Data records
# # # # # # #

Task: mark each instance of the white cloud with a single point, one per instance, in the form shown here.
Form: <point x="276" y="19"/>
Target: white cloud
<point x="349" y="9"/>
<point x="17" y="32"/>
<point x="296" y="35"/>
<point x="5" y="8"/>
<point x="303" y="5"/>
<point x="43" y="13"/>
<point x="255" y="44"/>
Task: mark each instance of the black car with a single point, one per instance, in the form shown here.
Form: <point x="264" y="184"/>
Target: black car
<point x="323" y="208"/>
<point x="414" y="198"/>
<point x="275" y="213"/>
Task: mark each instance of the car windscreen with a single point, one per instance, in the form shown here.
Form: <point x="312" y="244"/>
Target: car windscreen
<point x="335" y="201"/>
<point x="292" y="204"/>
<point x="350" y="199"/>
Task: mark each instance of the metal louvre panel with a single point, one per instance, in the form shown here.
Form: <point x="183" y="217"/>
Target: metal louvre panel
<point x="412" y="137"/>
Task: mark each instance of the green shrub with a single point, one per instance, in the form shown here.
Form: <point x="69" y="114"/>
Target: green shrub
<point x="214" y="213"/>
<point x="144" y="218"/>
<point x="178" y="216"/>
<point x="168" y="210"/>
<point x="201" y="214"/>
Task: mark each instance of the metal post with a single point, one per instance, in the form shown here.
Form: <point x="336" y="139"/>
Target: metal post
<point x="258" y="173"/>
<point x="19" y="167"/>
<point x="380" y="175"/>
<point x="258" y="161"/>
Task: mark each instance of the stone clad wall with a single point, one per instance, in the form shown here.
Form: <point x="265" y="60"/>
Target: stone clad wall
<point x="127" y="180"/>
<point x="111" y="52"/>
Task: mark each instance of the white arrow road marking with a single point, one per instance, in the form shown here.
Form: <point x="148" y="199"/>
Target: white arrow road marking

# # # # # # #

» What you should do: Output the lines of the material above exactly as they appear, from the line that contains "Task: mark each instance of the stone" through the end of the material.

» Task response:
Task: mark each instance of the stone clad wall with a single point, one per instance, in the form shown here.
Form: <point x="265" y="60"/>
Target: stone clad wall
<point x="127" y="180"/>
<point x="111" y="52"/>
Task: mark each instance of the white arrow road marking with a single point, one per instance, in the form shown here.
Form: <point x="148" y="199"/>
Target: white arrow road marking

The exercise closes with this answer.